• _Görev A_:
Lütfen aşağıdaki ifadelerin alkol ve kanser metniyle uyuşup uyuşmadığını belirtin. Her biri için evet ya da hayır deyip metinden belirleyici sözcükleri aynen alıntılayın.
(i) 2020'de alkol tüketimiyle ilişkili yeni kanser vakası sayısının 741.300 olduğu tahmin edilmiştir.
(ii) Bu vakalar dünya çapındaki tüm kanser teşhislerinin yüzde 10'unu oluşturur.
(iii) Asetaldehit, etanolün kanserojen bir metabolitidir.
• _Görev B_:
Alkol ve kanser metnine göre aşağıdaki soruları yanıtlayın.
(i) Araştırmayı hangi kuruluş gerçekleştirdi?
(ii) Alkol hangi hormonların düzenlenmesini bozabilir?
(iii) Etanol hangi kimyasallar için çözücü rolü oynayabilir?
• _Görev C_: Alkol ve kanser metnini son cümlesinden sonra gelecek biçimde sürdürün.

Lancet Oncology tarafından gerçekleştirilen yeni bir araştırma, 2020’de toplam 741.300 yeni teşhis edilmiş kanser vakasının alkol tüketimiyle ilişkili olduğunun tahmin edildiğini ortaya koydu. Bu rakam, dünya çapındaki tüm kanser teşhislerinin yüzde 4,1’ini temsil ediyor ve alkol almanın kanserojen etkileri hakkında kamuyu daha fazla bilgilendirmek gerektiğini gösteriyor.
Düzenli alkol almanın, karaciğer, meme, kolon ve ağız kanserleri gibi alkol tüketimiyle iyi kurulmuş nedensel bağlantılara sahip olan belirli kanser türlerinin gelişimine katkıda bulunduğu düşünülüyor. Bu, büyük ölçüde etanolün kanserojen bir metaboliti olan asetaldehitin DNA’ya ve diğer hücresel bileşenlere zarar veren etkilerinden kaynaklanıyor. Alkol, östrojenler ve androjenler gibi hormonların düzenlenmesini de bozabilirken, etanol, sigarada bulunanlar gibi diğer kanserojen kimyasallar için bir çözücü olarak rol oynayabiliyor.

• _Verilen bilgiler_:
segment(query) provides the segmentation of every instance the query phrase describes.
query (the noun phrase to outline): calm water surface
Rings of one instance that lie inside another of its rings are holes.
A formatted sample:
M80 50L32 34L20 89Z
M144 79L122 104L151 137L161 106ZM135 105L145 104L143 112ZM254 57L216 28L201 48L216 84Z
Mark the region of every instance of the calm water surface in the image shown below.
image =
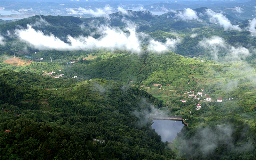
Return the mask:
M15 13L10 11L0 11L0 14L2 15L10 15L10 14L14 14Z
M153 120L152 128L162 137L162 141L172 142L184 125L181 121Z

• _Yazılı yanıt A_:
(i) Evet: “2020’de toplam 741.300 yeni teşhis edilmiş kanser vakasının alkol tüketimiyle ilişkili olduğunun tahmin edildiğini”
(ii) Hayır: “yüzde 4,1’ini temsil ediyor”
(iii) Evet: “etanolün kanserojen bir metaboliti olan asetaldehitin”

• _Yazılı yanıt B_:
(i) Lancet Oncology.
(ii) Östrojenler ve androjenler.
(iii) Sigarada bulunanlar gibi diğer kanserojen kimyasallar.

• _Yazılı yanıt C_:
Alkol kullanımının kanser gelişimi üzerindeki etkisini hesaplamak için, çalışma yazarları 2010 yılında dünyanın her ülkesinde alkol üretimi, satışı ve tüketimi ile ilgili veriler elde etti. Araştırmacılara göre, “alkol alımı ve kanser teşhisi arasında on yıllık bir gecikme süresi bekleniyor“, yani 2020’de teşhis edilen kanserlerin on yıl öncesine ait alkol içme istatistikleriyle bağlantılı olması muhtemel.
Araştırmacılar bu verileri kullanarak, her ülkede kişi başına alkol alımı için bir tahmin oluşturdular ve daha sonra 2020’deki küresel kanser vakalarıyla çapraz referans yaptılar. Bunu yaparken, ağır içki tüketiminin (günde altıdan fazla alkol içeren içecek) 2020’de 346.400 kanser teşhisiyle bağlantılı olduğunu ortaya çıkardılar. Bu rakam, geçen yıl alkolle ilişkili tüm kanser vakalarının yüzde 47’sini oluşturuyor.